**** Records for processing

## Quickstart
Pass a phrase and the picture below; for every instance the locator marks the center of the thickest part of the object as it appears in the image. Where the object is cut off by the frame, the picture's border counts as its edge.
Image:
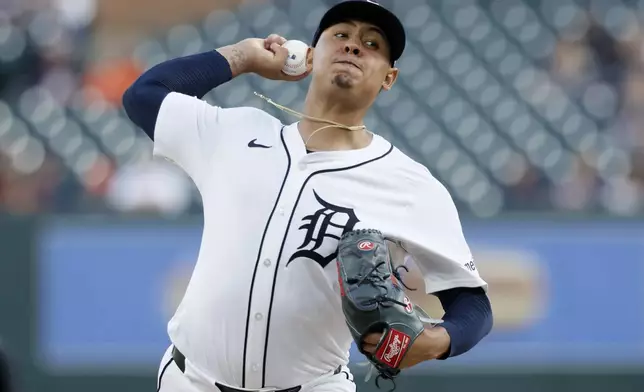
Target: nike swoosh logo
(253, 144)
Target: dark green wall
(18, 309)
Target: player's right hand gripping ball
(374, 301)
(295, 64)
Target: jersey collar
(297, 149)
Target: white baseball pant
(171, 379)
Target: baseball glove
(373, 301)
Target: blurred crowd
(46, 45)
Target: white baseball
(296, 62)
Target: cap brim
(368, 12)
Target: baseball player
(262, 310)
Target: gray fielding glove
(373, 300)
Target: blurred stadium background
(530, 112)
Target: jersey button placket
(264, 280)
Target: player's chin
(345, 80)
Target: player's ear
(390, 79)
(309, 60)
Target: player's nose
(352, 48)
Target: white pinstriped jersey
(262, 308)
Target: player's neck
(332, 138)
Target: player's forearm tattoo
(236, 57)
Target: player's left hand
(430, 344)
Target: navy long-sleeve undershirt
(468, 313)
(193, 75)
(468, 318)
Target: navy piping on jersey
(270, 308)
(259, 254)
(163, 372)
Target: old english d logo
(327, 223)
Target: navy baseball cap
(367, 11)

********

• _What to produce_
Where a picture appears, skip it and copy the rest of the data word for word.

• _Final answer_
## Quickstart
Pass a phrase and the picture below; for every instance the locator marks the center of the thickest part of the object as it appears in the image. Where the object is cut off by the frame, the picture's border counts as its edge.
Image:
Target: nike swoosh logo
(253, 144)
Target: dark green wall
(18, 309)
Target: player's right hand gripping ball
(374, 301)
(295, 64)
Target: jersey collar
(297, 149)
Target: white baseball pant
(171, 379)
Target: baseball glove
(373, 301)
Target: blurred crowd
(46, 45)
Target: white baseball
(296, 62)
Target: cap brim
(368, 12)
Target: baseball player
(262, 310)
Target: gray fielding glove
(373, 300)
Target: blurred stadium background
(530, 112)
Target: jersey button placket
(264, 280)
Target: player's chin
(345, 80)
Target: player's ear
(390, 79)
(309, 60)
Target: player's nose
(352, 48)
Target: white pinstriped jersey
(262, 308)
Target: player's neck
(332, 138)
Target: player's forearm tattoo
(236, 57)
Target: player's left hand
(430, 344)
Target: navy long-sleeve undershirt
(468, 313)
(193, 75)
(468, 318)
Target: navy piping on jersey
(270, 308)
(259, 254)
(163, 372)
Target: old english d logo
(327, 223)
Target: navy baseball cap
(367, 11)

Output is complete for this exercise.